Exercise requirements
1. In the piece on NHS whistleblowers, how many patients a year did the Bristol Inquiry estimate die in the NHS in England and Wales from adverse effects that may be preventable?
2. Retype the part of the piece on NHS whistleblowers starting with "As a city councillor, I" and going on through "put into practice.".
3. Extend the piece on NHS whistleblowers from its final sentence, in the same voice.
BEGIN Source extract
I would recommend anyone interested in the future of our health service to read the special report on NHS whistleblowers in the current issue of Private Eye.

As a city councillor, I saw evidence of how difficult it can be to blow the whistle on bad practice and how this can impact on the performance or quality of service offered by a large organisation.

Senior officers understood the need for an environment where individuals felt they could raise issues of concern. But it is not an easy thing to put into practice.

It is clear from the Private Eye report that, despite numerous attempts to address the issue, the NHS is still failing to provide the “open and non-punitive environment in the NHS in which it is safe to report and to admit to ‘near misses’ and patient harm”, as called for in the Bristol Inquiry that estimated that 25,000 patients a year die in the NHS in England and Wales “from adverse effects that may be preventable from the exercise of ordinary standards of care”.
END Source extract
BEGIN Listed entries
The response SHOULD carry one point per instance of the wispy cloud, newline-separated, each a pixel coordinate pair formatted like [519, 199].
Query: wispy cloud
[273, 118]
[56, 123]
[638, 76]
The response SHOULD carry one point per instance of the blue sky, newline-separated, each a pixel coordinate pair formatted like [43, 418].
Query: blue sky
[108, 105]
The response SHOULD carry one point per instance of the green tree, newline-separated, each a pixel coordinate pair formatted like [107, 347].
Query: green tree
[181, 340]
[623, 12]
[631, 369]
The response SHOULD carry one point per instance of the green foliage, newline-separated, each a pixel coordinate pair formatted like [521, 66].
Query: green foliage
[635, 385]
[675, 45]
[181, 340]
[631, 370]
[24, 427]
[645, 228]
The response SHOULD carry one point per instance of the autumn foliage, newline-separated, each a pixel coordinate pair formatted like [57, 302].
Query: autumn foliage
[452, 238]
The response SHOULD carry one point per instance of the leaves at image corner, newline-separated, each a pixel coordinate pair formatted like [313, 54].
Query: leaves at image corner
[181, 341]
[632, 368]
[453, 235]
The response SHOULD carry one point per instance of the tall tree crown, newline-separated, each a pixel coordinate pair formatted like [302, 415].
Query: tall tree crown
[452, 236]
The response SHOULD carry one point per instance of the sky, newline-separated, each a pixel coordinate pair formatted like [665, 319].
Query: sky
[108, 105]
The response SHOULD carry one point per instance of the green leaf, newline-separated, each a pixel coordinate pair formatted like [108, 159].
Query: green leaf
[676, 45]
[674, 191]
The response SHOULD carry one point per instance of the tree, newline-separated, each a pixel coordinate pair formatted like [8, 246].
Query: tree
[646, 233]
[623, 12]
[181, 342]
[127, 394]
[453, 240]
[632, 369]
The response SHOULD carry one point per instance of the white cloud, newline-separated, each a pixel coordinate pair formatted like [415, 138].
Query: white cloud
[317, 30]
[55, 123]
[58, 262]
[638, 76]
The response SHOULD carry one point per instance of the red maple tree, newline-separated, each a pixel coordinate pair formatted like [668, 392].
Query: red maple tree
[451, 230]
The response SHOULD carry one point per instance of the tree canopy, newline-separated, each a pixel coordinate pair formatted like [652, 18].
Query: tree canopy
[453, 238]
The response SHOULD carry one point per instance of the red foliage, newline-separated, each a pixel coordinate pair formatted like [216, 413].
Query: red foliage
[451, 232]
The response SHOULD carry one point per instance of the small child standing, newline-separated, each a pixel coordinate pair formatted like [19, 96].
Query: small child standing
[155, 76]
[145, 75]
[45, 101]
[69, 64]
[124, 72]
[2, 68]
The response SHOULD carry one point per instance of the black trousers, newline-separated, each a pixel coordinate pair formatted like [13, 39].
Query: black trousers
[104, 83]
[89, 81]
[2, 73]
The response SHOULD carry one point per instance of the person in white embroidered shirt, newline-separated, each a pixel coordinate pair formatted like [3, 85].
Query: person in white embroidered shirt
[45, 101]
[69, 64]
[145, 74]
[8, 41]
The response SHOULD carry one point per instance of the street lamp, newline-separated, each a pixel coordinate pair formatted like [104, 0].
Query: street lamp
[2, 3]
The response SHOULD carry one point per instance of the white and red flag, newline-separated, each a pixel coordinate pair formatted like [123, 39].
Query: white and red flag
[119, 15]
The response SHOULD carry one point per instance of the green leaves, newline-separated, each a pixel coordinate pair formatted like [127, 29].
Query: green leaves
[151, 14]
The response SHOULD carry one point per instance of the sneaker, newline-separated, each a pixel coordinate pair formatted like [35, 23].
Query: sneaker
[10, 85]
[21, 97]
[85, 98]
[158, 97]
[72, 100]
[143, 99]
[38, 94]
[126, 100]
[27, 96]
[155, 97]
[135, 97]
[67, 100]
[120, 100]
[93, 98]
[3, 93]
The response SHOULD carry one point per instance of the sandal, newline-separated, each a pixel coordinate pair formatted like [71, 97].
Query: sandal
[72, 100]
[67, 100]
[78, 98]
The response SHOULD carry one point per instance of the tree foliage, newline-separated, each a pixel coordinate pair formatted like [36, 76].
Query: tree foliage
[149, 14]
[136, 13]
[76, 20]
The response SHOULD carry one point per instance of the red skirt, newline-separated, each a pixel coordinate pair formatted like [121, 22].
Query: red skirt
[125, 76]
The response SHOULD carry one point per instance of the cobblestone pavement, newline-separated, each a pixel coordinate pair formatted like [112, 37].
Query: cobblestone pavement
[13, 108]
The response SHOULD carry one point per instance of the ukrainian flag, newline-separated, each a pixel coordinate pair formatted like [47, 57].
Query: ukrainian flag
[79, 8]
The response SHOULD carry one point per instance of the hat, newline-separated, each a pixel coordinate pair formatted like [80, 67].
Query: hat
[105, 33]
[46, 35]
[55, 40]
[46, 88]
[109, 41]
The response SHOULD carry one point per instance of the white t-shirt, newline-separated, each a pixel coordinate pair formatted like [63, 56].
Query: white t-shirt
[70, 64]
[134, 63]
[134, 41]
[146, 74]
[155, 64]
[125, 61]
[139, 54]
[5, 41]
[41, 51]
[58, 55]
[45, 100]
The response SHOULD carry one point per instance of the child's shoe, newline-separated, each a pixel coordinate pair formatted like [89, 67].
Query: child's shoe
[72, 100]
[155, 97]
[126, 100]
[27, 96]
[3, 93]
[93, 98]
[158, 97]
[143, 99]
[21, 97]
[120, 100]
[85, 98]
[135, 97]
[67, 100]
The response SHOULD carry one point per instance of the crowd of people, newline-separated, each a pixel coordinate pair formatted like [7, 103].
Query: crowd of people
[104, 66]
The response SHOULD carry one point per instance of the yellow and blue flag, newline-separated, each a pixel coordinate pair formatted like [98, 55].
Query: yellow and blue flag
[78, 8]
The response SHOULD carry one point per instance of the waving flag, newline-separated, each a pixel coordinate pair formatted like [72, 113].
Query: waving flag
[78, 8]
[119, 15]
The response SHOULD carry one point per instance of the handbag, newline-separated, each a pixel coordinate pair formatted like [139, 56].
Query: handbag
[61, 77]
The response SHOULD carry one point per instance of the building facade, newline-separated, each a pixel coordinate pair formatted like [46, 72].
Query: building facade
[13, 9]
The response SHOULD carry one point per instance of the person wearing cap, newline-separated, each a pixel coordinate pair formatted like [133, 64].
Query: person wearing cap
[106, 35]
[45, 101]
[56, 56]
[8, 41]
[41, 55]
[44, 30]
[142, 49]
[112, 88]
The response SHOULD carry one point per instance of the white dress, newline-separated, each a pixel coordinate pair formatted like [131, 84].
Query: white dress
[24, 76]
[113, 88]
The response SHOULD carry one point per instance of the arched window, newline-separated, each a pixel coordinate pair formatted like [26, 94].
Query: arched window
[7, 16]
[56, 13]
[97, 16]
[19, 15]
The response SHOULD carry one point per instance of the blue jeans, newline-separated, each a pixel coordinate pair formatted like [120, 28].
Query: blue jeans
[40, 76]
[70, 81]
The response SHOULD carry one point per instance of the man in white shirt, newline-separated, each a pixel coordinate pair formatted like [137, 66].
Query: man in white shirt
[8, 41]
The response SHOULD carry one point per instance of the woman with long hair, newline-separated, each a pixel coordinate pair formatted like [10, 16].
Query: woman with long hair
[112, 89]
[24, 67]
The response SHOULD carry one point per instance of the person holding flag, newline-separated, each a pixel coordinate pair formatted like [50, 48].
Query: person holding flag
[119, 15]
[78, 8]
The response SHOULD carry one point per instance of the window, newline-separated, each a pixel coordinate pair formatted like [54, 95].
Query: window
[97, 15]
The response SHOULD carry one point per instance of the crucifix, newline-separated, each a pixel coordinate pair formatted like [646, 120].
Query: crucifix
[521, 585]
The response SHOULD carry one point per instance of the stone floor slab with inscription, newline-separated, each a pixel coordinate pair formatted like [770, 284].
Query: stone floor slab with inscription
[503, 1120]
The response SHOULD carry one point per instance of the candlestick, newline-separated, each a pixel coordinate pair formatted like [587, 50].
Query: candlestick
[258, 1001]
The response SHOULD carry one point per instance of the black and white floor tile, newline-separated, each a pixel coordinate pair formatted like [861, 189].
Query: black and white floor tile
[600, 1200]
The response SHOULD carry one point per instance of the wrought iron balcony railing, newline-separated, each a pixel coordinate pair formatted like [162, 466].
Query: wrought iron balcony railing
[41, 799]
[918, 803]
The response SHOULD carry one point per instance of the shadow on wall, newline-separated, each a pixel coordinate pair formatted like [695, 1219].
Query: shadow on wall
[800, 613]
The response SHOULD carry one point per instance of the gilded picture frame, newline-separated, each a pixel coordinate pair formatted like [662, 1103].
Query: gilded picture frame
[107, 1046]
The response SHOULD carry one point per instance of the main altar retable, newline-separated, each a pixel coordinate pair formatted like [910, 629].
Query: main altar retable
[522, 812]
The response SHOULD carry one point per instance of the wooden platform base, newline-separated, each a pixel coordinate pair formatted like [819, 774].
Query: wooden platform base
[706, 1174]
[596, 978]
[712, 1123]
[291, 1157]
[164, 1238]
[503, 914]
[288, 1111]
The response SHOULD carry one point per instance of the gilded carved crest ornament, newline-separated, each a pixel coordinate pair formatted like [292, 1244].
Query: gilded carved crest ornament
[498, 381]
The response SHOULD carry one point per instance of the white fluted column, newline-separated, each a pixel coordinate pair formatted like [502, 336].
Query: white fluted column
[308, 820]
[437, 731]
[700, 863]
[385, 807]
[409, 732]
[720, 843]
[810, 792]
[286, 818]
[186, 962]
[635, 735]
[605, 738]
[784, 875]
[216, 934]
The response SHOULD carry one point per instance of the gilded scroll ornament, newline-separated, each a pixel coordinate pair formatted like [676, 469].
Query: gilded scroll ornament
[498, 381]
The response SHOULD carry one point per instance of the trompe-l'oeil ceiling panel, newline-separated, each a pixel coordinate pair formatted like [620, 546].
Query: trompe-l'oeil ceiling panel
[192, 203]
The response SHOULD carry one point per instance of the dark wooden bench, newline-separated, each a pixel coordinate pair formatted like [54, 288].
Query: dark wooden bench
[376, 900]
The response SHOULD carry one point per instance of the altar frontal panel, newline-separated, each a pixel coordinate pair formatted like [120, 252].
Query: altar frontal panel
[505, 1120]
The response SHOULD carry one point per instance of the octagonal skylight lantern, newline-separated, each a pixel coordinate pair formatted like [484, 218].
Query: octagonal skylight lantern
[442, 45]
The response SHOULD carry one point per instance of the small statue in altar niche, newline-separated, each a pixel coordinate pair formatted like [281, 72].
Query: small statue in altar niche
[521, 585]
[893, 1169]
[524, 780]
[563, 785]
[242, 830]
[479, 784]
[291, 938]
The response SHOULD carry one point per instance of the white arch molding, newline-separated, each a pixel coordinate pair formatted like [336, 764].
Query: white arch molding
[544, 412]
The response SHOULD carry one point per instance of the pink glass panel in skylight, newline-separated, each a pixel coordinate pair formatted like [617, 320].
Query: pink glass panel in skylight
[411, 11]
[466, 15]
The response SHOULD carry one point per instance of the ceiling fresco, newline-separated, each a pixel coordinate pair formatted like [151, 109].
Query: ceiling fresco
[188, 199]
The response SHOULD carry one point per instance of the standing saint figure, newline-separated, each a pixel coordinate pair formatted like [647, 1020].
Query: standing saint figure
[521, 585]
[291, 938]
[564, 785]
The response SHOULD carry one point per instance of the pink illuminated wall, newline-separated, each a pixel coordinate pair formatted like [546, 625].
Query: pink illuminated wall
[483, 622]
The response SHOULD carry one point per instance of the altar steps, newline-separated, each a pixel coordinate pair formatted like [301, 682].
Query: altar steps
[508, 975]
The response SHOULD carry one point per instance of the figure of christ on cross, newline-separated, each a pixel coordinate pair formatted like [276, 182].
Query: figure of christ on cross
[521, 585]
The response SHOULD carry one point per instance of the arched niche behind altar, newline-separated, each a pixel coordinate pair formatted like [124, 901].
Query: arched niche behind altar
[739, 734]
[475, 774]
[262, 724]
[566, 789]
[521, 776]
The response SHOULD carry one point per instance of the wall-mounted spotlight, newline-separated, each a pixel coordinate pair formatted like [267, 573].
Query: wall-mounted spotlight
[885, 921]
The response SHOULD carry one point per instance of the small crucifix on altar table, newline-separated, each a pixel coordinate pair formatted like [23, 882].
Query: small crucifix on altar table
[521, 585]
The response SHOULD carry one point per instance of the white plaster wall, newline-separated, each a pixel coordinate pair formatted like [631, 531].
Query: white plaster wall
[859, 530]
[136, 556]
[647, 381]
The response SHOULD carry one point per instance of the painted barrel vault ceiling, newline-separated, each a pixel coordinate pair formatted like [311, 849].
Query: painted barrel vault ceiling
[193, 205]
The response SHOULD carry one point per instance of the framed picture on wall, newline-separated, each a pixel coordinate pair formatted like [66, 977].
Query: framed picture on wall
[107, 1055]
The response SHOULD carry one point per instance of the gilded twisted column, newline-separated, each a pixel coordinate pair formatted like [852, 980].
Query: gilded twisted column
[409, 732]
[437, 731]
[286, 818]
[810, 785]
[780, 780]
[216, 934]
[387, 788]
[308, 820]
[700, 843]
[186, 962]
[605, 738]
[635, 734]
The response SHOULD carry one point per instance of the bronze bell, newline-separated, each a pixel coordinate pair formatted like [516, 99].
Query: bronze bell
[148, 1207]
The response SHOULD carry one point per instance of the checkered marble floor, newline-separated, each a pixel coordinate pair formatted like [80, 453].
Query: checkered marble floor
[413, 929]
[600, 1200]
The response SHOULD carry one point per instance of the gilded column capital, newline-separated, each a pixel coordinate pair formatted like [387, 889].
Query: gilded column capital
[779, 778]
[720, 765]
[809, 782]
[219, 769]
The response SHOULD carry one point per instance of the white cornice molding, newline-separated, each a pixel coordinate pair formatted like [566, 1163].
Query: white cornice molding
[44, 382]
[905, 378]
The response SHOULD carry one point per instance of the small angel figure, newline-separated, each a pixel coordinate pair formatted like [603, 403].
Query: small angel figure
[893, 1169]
END Listed entries
Numbered responses
1. About 25,000 patients a year.

2.
As a city councillor, I saw evidence of how difficult it can be to blow the whistle on bad practice and how this can impact on the performance or quality of service offered by a large organisation.

Senior officers understood the need for an environment where individuals felt they could raise issues of concern. But it is not an easy thing to put into practice.

3.
Gagging orders and injunctions, to prevent disclosure of information, are not restricted to celebrities. Most of us are shocked that public money is spent by hospital trusts to prevent doctors, nurses, surgeons and consultants from drawing attention to failings in the NHS.

Whistleblowers are not always right, but an organisation that refuses to tolerate criticism, or concerns raised internally, cannot function properly.

Christian Vassie, Blake Court, Wheldrake, York.